▶ **Dataset records**:
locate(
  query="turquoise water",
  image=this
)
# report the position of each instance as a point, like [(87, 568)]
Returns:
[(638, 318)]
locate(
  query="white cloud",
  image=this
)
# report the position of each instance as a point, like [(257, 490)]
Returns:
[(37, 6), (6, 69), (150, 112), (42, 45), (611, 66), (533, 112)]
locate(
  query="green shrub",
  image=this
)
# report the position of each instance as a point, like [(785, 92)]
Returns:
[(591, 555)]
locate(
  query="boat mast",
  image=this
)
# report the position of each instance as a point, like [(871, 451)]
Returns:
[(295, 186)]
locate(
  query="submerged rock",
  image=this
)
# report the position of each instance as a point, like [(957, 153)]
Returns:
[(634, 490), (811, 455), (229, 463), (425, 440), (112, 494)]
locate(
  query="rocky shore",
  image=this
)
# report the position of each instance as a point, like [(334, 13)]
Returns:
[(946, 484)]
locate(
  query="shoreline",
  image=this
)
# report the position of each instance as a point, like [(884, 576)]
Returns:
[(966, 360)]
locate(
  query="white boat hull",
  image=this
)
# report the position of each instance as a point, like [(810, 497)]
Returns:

▶ **Goal**: Rewrite each line of the records above as a numbered list, leaving out any blank lines.

▶ **Task response**:
1. locate(
2.   query="turquoise water",
3.   image=this
4. )
5. # report the position of each instance as a point, like [(87, 568)]
6. Returns:
7. [(638, 318)]
8. locate(
9.   query="white cloud",
10.   image=this
11. )
12. # report the position of each instance as a point, like [(257, 490)]
13. Returns:
14. [(37, 6), (6, 69), (150, 112), (42, 45), (611, 66), (533, 112)]
15. locate(
16.   query="green shrub",
17.   image=this
18. )
19. # report the position of each instance as a point, like [(785, 92)]
20. Returns:
21. [(591, 555)]
22. locate(
23.   query="boat mast",
24.   image=this
25. )
26. # report the position of each instance as a point, like [(871, 451)]
27. Returns:
28. [(295, 186)]
29. locate(
30.   query="submerged rock",
31.   image=this
32. )
33. # report the position of each instance as a point, like [(957, 153)]
34. Returns:
35. [(634, 490), (811, 455), (229, 463), (425, 440), (112, 494)]
36. locate(
37.   query="rocky shore",
38.   image=this
39. )
40. # report the position of each instance as a point, like [(334, 13)]
41. Returns:
42. [(946, 484)]
43. locate(
44.   query="shoreline",
45.   image=this
46. )
47. # report the position of each instance as a point, like [(884, 576)]
48. Returns:
49. [(966, 360)]
50. locate(
51.   query="white boat hull",
52.   image=this
53. )
54. # report the position of each instance as a point, like [(810, 497)]
55. Returns:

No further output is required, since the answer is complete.